[Box annotation data rows]
Start

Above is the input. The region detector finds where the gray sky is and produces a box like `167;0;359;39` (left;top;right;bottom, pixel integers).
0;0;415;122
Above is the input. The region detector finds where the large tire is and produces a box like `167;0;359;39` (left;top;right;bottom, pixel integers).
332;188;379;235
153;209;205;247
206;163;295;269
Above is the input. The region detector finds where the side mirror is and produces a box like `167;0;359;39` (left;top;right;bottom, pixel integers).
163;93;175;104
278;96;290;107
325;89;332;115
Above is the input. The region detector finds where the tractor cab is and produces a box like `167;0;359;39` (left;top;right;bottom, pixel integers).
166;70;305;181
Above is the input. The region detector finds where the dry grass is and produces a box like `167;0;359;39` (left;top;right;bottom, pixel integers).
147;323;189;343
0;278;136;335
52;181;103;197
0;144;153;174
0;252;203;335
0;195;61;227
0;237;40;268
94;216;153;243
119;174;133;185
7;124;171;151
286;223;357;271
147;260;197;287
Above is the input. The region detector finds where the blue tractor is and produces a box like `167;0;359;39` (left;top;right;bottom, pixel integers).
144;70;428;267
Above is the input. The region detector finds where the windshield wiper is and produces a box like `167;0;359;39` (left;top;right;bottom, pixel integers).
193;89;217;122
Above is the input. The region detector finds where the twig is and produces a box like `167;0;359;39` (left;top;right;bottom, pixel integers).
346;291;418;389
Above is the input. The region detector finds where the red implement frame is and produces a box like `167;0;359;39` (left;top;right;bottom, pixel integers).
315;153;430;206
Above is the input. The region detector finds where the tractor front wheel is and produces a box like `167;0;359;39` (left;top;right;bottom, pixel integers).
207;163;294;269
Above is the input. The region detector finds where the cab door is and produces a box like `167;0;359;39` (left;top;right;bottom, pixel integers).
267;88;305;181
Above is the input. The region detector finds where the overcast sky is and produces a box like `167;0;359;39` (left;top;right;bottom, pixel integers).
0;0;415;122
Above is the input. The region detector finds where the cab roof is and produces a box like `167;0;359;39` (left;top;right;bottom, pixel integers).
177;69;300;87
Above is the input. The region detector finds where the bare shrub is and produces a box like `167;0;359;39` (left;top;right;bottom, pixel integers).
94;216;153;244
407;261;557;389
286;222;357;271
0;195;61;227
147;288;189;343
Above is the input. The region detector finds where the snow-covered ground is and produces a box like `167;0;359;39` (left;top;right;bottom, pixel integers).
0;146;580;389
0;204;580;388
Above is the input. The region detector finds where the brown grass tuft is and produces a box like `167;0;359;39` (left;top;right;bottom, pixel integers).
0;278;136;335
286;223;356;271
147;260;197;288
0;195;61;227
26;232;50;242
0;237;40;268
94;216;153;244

End

▶ Task to carry out:
Copy the data from its first line through the line containing "166;70;305;181", substituting "object locator" for each occurrence of "region detector" and changing nothing else.

▶ Response to the exercise:
Above is the input. The object locator finds where the gray sky is and produces a box like `167;0;359;39` (left;top;right;bottom, pixel integers).
0;0;415;122
Above is the input. The object locator finds where the large tire is and produces a box like `167;0;359;39` (left;top;right;bottom, pixel integers).
332;188;379;235
153;209;205;247
206;163;295;269
Above is the input. The object locator finds where the side mirror is and produces a box like `167;0;359;39` (left;top;right;bottom, pixel integers).
163;93;175;104
278;96;290;107
325;89;332;115
Above is the input. The object locator finds where the tractor cab is and produces a box like `167;0;359;39` (left;top;right;bottom, pixel integers).
166;70;305;181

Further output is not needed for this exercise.